• _Check your understanding_:
**1)** In the LLM Mesh text, which method lists all available LLM Mesh configured APIs?
**2)** Reproduce the part of the LLM Mesh text that begins at the words "# Specify the" and stops after the words "can use dataiku.api_client().project.list_llms()".

• _Text_:

[Start of Attachment]

In case you need find the LLM ID, there’s a standard way to look up all available LLM Mesh configured APIs using the dataiku client. Use the project.list_llms() method and note down the OpenAI model you want to use. It will look something like openai:CONNECTION-NAME:MODEL-NAME.

Making requests to OpenAI via LLM Mesh#

Now you can make requests to the LLM just like you would with the standard OpenAI API:


# Create a prompt

context = '''You are a capable ghost writer 
  who helps college applicants'''

content = '''Write a complete 350-word short essay 
  for a college application on the topic - 
  My first memories.'''


prompt = [
    {"role": "system", 
      "content": context}, 
    {'role': 'user',
      'content': content}
]

# Send the request
try:
    response = client.chat.completions.create(
        model=LLM_ID,
        messages=prompt,
        temperature=DEFAULT_TEMPERATURE,
        max_tokens=DEFAULT_MAX_TOKENS
    )
    
    print(response.choices[0].message.content)
except Exception as e:
    print(f"Error making request: {e}")

Wrapping up#

Now that you have the basic setup working, you can:

  • Experiment with different prompts and parameters - here’s what is available

  • Use other LLM providers available through the LLM Mesh

  • Try chunking longer responses by using the stream parameter as shown in Code 1

streaming.py
Code 1 – Longer code block with streaming example#
print("📚 .. imports ... ")
print("🤖 .. Python client for OpenAI API calls ...")
from openai import OpenAI

print("⏱ .. library for timing ...")
import time
import httpx # in case of self-signed certificates
print("\n\n")

# Specify the DSS OpenAI-compatible public API URL, e.g. http://my.dss/public/api/projects/PROJECT_KEY/llms/openai/v1/
BASE_URL = ""

# Use your DSS API key instead of an OpenAI secret
API_KEY = ""

# Fill with your LLM id - to get the list of LLM ids, you can use dataiku.api_client().project.list_llms()
LLM_ID = ""

[End of Attachment]

• _Supplied information_:
[Start of Attachment]

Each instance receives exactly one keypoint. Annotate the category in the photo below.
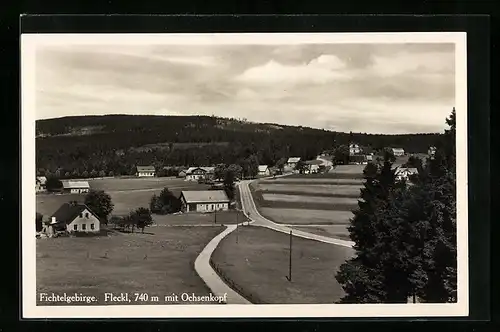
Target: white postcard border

[End of Attachment]
[Start of Attachment]

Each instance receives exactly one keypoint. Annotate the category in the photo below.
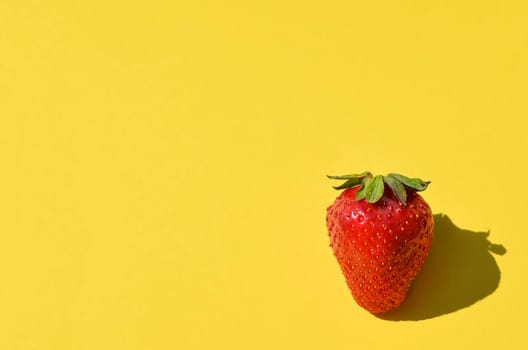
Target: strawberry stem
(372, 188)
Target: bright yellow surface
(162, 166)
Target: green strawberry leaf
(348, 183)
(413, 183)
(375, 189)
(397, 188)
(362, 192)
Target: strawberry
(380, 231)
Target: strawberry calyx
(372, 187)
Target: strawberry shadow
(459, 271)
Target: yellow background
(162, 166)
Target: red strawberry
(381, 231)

[End of Attachment]

• _Expected outputs_:
**1)** The project.list_llms() method lists them.

**2)**
# Specify the DSS OpenAI-compatible public API URL, e.g. http://my.dss/public/api/projects/PROJECT_KEY/llms/openai/v1/
BASE_URL = ""

# Use your DSS API key instead of an OpenAI secret
API_KEY = ""

# Fill with your LLM id - to get the list of LLM ids, you can use dataiku.api_client().project.list_llms()